* start Passage *

What shape, body?/ with what do you inspire devotion?/ how do you construct existence?
In his book The Birth of the Modern Mind, Paul Oppenheimer argues that the invention of the sonnet in the 13th century was evidence of a new mind, a new self-consciousness. The sonnet was the first poem intended to be read silently. The dominant poetic forms of the period were made to be sung in public, but the sonnet was a meditation to be conducted in private. It’s about how “I” feel. It’s a wonderful form capable of containing great beauty, but it is also indicative of the emergence of the isolating narcissism that laid the groundwork in consciousness for the emergence of capitalism. We might say that in order for there to be private property, we first had to invent privacy. The triumph of capital came, in terms of consciousness, in the establishment of the unquestioned and universal sovereign self, every home a castle and every man a king.
In the 1940s, the literary theorist Mikhail Bakhtin championed the novel for its democratic, inclusive nature in representing all kinds of people at every level of society, and decried poetry as the aristocracy’s celebration of itself. It is true that what we might call the poetry of “I feel” has presented a strong through-line from the Renaissance to the present, but it is also true that different strains emerged. It is to these that Joris and Rothenberg refer in their Poems for the Millennium.
In the twentieth century, in the USA in particular, there was a shift in poetry away from the sentimental expression of personal feelings and toward the observation of mind, a change of subject from emotions to consciousness. It was not universal, of course, and the poetry of feelings (“confessional” poetry is the conventional term) is still with us, and in many ways is still dominant in those popular media that still present poetry, but beginning in the 19-teens there emerged what was called Objectivism and Imagism, which prioritized, in the words of Ezra Pound, “direct treatment of the thing,” the presentation of the perceptions versus feelings, open form, and an experimental approach to language. In a sense, the subject of poetry became not the self, but language itself. It was in part a reaction against the romantic excesses of the symbolists, and much of it was influenced by Asian sources — for Pound, Confucianism and ancient Chinese verse, and for key figures in the subsequent generation, Buddhism.

* end Passage *
* start Data shown *

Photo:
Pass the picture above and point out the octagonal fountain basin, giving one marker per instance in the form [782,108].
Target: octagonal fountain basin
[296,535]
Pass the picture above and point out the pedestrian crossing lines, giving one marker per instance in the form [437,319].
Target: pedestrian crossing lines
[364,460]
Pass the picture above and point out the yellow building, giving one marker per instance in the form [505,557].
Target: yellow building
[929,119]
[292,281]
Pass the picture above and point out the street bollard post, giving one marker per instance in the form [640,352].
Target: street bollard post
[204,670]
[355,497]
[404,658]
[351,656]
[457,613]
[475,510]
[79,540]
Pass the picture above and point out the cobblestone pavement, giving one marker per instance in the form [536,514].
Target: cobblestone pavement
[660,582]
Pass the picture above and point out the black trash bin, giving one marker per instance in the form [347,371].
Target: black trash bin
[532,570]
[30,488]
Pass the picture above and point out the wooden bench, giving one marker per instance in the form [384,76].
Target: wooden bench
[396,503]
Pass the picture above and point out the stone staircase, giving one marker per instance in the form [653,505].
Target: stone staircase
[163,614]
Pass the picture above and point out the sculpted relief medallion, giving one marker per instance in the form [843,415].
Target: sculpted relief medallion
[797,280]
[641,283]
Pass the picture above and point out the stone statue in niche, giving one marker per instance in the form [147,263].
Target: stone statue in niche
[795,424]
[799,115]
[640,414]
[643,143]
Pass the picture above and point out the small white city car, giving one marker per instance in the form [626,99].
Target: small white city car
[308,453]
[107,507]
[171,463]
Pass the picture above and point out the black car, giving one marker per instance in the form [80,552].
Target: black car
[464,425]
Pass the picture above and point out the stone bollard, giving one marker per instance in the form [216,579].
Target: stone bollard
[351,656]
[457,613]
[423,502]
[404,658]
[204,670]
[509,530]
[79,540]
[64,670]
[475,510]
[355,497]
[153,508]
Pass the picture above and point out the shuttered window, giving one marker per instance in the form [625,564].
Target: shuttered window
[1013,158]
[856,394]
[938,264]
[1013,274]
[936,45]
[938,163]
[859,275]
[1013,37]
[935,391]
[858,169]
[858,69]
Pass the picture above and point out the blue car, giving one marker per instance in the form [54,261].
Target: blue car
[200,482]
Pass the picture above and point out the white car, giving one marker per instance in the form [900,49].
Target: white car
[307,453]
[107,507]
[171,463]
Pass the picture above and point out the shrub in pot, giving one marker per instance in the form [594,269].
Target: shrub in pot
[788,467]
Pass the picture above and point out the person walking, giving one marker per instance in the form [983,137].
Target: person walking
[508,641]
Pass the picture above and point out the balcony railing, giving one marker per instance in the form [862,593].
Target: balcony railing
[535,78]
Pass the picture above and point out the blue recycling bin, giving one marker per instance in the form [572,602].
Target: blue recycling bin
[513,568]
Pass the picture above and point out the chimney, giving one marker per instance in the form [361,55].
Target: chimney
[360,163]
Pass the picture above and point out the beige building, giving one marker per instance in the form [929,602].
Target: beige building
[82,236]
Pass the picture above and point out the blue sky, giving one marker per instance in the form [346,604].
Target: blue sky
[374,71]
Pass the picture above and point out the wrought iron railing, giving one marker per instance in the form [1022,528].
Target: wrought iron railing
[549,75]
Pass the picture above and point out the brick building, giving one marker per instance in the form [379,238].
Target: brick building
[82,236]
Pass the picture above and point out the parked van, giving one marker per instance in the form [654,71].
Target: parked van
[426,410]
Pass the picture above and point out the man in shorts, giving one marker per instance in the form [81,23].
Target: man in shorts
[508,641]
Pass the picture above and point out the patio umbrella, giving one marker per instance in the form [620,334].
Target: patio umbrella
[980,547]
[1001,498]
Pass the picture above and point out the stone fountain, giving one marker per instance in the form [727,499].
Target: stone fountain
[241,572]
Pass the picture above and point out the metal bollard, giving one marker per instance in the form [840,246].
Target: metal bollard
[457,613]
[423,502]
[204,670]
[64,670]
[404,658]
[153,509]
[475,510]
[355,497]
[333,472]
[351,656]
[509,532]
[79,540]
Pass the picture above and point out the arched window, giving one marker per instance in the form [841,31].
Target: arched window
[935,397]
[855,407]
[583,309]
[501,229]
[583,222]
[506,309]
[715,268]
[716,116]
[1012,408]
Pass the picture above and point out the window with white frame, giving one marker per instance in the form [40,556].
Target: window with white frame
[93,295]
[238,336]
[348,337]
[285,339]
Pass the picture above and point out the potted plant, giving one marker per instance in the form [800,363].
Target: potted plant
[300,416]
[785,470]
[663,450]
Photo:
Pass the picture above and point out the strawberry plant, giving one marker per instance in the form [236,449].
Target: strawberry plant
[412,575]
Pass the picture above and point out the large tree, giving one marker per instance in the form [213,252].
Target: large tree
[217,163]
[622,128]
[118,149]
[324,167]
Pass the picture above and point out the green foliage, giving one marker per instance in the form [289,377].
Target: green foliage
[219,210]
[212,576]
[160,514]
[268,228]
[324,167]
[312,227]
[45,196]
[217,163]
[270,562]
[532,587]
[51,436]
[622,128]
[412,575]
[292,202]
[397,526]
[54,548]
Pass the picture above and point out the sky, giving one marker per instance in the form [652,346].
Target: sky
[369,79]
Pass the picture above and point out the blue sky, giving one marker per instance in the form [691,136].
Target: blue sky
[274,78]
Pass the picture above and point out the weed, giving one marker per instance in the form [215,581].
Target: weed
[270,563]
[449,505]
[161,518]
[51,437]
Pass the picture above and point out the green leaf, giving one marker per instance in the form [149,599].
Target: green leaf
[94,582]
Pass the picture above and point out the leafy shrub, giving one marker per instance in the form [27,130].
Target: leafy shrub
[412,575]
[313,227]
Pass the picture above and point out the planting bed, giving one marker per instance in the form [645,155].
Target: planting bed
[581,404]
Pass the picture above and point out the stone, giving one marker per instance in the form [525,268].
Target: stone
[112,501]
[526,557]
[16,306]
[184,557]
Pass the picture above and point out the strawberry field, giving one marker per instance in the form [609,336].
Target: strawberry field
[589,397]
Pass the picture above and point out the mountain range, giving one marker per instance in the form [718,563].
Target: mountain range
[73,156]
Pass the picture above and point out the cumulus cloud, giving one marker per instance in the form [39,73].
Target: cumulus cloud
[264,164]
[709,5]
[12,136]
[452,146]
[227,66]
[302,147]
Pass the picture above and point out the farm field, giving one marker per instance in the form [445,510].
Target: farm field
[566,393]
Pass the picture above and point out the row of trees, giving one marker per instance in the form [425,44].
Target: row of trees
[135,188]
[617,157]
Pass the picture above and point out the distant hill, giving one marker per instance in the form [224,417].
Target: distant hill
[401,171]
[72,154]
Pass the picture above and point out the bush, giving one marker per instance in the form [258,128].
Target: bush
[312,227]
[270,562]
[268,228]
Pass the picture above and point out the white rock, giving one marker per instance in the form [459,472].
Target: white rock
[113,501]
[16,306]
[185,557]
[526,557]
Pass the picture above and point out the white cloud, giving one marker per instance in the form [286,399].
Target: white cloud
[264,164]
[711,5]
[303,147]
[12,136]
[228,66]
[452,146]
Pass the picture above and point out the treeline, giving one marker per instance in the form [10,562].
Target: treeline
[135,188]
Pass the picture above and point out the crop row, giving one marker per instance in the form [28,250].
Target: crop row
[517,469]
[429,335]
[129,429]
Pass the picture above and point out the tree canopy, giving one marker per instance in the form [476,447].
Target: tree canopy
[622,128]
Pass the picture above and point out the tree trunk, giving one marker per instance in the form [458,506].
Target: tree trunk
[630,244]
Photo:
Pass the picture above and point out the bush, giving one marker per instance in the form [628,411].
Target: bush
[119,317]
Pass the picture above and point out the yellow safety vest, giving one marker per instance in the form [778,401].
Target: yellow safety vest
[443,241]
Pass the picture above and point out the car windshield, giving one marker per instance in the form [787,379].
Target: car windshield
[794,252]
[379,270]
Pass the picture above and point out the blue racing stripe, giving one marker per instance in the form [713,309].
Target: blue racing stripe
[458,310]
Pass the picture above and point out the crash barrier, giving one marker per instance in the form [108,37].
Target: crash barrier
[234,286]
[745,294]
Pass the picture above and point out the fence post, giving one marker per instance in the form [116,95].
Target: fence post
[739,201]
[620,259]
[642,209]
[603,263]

* end Data shown *

> **To do**
**A.** In the poetry essay, reproduce the wording that starts at "In his book" and ends at "man a king.".
**B.** What does the poetry essay say the sonnet was the first poem intended for?
**C.** Could you write the next part of the poetry essay, picking up after its final sentence?

> **Task answers**
**A.**
In his book The Birth of the Modern Mind, Paul Oppenheimer argues that the invention of the sonnet in the 13th century was evidence of a new mind, a new self-consciousness. The sonnet was the first poem intended to be read silently. The dominant poetic forms of the period were made to be sung in public, but the sonnet was a meditation to be conducted in private. It’s about how “I” feel. It’s a wonderful form capable of containing great beauty, but it is also indicative of the emergence of the isolating narcissism that laid the groundwork in consciousness for the emergence of capitalism. We might say that in order for there to be private property, we first had to invent privacy. The triumph of capital came, in terms of consciousness, in the establishment of the unquestioned and universal sovereign self, every home a castle and every man a king.

**B.** It was the first poem intended to be read silently.

**C.**
Buddhism initially came to the west in the nineteenth century through the writings of missionaries, scholars and colonial officials. It influenced Schopenhauer (1788-1860) as well as the American Transcendentalists and was praised by Nietzsche (1844-1900). The first known Western converts to Buddhism came in the 1880s. Chinese laborers established temples in America in mid-century; in 1893, a Japanese delegation to the World Parliament of Religions included Zen priest Soyen Shaku, and in 1899, Japanese immigrants established the Buddhist Missions of North America. The event that would prepare the way for the widespread influence of Buddhism in America came in 1897, with the arrival of scholar D. T. Suzuki, a student of the aforementioned Soyen Shaku, who would prove to be the most important bearer of Zen to the west. Suzuki’s lectures at Columbia University (1952-57) were attended by emerging figures of the New York Avant-Garde, including John Cage, the Beats, and the New York School painters and poets.
Jack Kerouac popularized Buddhism with his novel Dharma Bums (1959), the hero of which was based on west coast poet Gary Snyder, who had taken Buddhist vows in Kyoto in 1955. In 1959, Zen master Shunryu Suzuki Roshi arrived in San Francisco, attracting many followers among the artists and writers of the area. Alan Watts’s 25 books had an impact, particularly The Way of Zen (1957), which was a bestseller. Following the Chinese crackdown on Tibetan resistance in 1959, a number of Tibetan teachers began coming to the US, and in the 1970s a number of Tibetan Buddhist centers were established. In 1974, Chögyam Trungpa Rinpoche established the Naropa Institute in Boulder Colorado as the first Buddhist college in America, and his students Allen Ginsberg and Anne Waldman, and Diane Di Prima, who studied with Suzuki Roshi, founded the writing department at the school.
It was not serendipitous that the turn to a poetics of consciousness coincided with the importation and spread of a spiritual practice based in the observation of mind. Thus San Francisco poet Philip Whalen, who became ordained as a Zen teacher in the lineage of Shunryu Suzuki, wrote in 1959, “This poetry is a picture or graph of a mind moving.” The movement of mind is the subject of the poem, not reflection on oneself. The poem is not about me; it’s about consciousness. The thought is the thing, not the thinker.
I once heard a Buddhist monk from Bodh Gaya say, in answer to a question about meditation as a way of finding oneself, “To search for the self is to look for a black cat in a dark room in which it is not.” In a similar vein, Nietzsche had dismissed the doer in favor of the deed before the turn of the 20th century. “There is no ‘being’ behind the deed, its effect and what becomes of it; ‘the doer’ is invented as an after-thought, – the doing is everything” (Genealogy of Morals section 13).
The thinker as after-thought invokes a question Allen Ginsberg used to bring up when looking at students’ poetry: “What were you thinking before you thought you were writing a poem?” It was an extension of his teacher Chögyam Trungpa’s “first thought, best thought” and William Blake’s “First Thought is Best in Art, Second in Other Matters.”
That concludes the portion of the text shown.